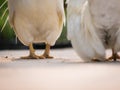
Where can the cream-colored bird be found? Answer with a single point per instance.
(93, 27)
(36, 21)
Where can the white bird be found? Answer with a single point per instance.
(36, 21)
(94, 26)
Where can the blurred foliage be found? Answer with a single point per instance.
(8, 38)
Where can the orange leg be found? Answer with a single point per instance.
(32, 53)
(114, 56)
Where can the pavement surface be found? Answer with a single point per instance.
(65, 72)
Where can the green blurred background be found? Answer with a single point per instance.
(8, 39)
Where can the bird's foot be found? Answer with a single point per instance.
(114, 57)
(31, 56)
(45, 57)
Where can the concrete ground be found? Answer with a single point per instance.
(65, 72)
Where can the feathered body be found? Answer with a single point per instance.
(36, 20)
(93, 27)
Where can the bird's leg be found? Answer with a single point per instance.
(32, 53)
(47, 52)
(114, 56)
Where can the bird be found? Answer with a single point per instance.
(37, 21)
(93, 26)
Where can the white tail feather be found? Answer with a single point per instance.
(4, 24)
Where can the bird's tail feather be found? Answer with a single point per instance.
(86, 41)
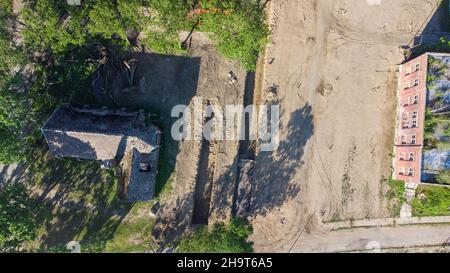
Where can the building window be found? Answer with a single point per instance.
(406, 85)
(407, 71)
(403, 139)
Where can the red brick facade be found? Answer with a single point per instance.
(411, 95)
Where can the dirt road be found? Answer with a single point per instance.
(335, 63)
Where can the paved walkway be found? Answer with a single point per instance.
(386, 222)
(361, 239)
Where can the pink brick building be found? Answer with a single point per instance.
(409, 135)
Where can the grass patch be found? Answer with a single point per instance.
(395, 196)
(134, 232)
(431, 201)
(82, 203)
(224, 238)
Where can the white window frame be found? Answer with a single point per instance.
(417, 67)
(407, 85)
(403, 139)
(408, 70)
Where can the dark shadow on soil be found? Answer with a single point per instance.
(273, 182)
(79, 199)
(162, 81)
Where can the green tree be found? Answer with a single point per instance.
(17, 212)
(231, 238)
(443, 177)
(239, 27)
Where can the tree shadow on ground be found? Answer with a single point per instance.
(429, 38)
(79, 199)
(164, 82)
(274, 171)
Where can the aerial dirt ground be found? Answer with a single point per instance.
(336, 65)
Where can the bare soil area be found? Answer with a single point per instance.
(336, 65)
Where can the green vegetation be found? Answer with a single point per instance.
(231, 238)
(51, 61)
(395, 195)
(63, 44)
(238, 27)
(431, 201)
(443, 177)
(81, 202)
(17, 215)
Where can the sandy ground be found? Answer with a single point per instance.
(336, 68)
(368, 238)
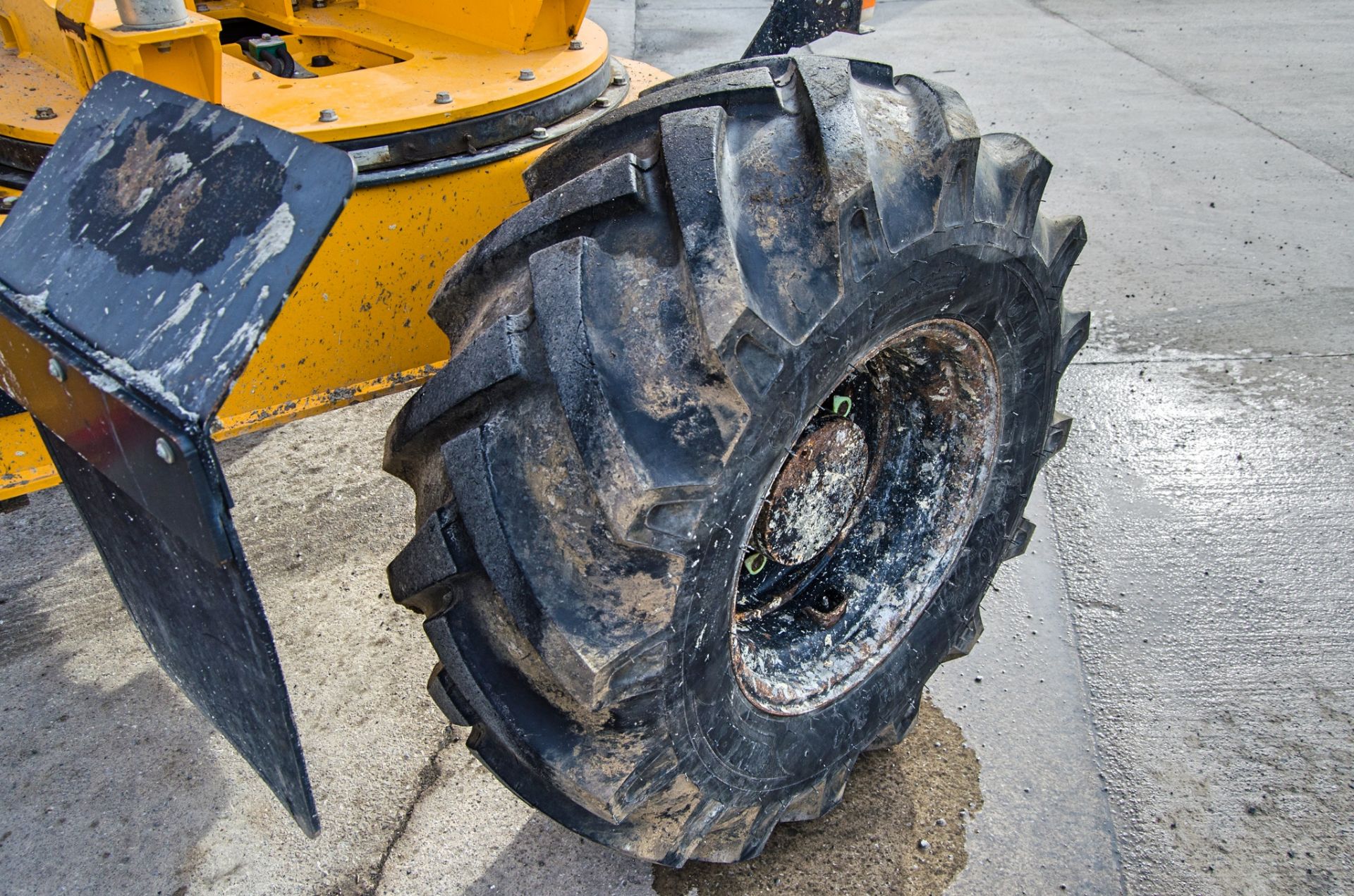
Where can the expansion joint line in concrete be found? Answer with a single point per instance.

### About this exercise:
The pictures in the entries should be left out; output everything else exactly.

### Result of this task:
Where can the cream-colored bird be found? Answer with a single point per instance.
(93, 27)
(36, 21)
Where can the white bird be found? Answer with a single point per instance.
(36, 21)
(94, 26)
Where can the blurred foliage be found? Answer with a single point per instance.
(8, 38)
Where can the orange leg be found? Answer with a single point per instance.
(32, 53)
(114, 56)
Where can the pavement surface be found? Answer with a single point per instance.
(65, 72)
Where can the green blurred background be found? Answer with a single point per instance.
(8, 39)
Where can the bird's foot be found? Answer with a single point per instance.
(114, 57)
(31, 56)
(45, 57)
Where can the concrete ground be found? Answer with a single point per instance.
(65, 72)
Where can the feathered body be found? Answer with a single point per instance.
(36, 20)
(93, 27)
Where can the bird's leg be found? Answer with a single point per instance.
(32, 53)
(47, 52)
(114, 56)
Where can the bird be found? Answer with a single point per instance.
(37, 21)
(93, 26)
Where can the white tail feather be found? Answer with a single point per instance.
(4, 24)
Where can the bird's tail feather be found? Answer with a single point per instance.
(86, 41)
Where can the building window be found? Answer with a single point per instance.
(406, 85)
(407, 71)
(403, 139)
Where can the red brick facade be found? Answer with a single point per instance.
(411, 95)
Where can the dirt road be found? Answer with a single point per instance.
(335, 63)
Where can the paved walkway be found? Answer with a single point per instance.
(386, 222)
(361, 239)
Where can the pink brick building be found? Answer with a single point per instance.
(409, 135)
Where can the grass patch be found? Answer with a single point per instance.
(395, 196)
(134, 232)
(431, 201)
(82, 203)
(224, 238)
Where can the white window frame be found? Answer with a single point per instance.
(417, 67)
(407, 85)
(403, 139)
(408, 70)
Where can the dark shadow on soil be found? Answer with a single point per instance.
(273, 182)
(79, 199)
(162, 81)
Where can the green tree be found? Answer with a single point per instance.
(17, 212)
(231, 238)
(443, 177)
(239, 27)
Where can the tree shadow on ground be found? Answer with a single point per instance.
(429, 38)
(79, 199)
(164, 82)
(274, 171)
Where can the aerial dirt ground be found? Answer with a single point per instance.
(336, 65)
Where can the bare soil area be found? Answer with a single point per instance.
(336, 65)
Where can the green vegetation be found? Answer with a single point per instance.
(231, 238)
(51, 61)
(395, 195)
(63, 44)
(238, 27)
(431, 201)
(443, 177)
(81, 202)
(17, 215)
Where can the sandy ground be found? Answer with a single point per instance.
(336, 68)
(368, 238)
Where can the expansion joint line in concrete be found? Answer with a single point per instance.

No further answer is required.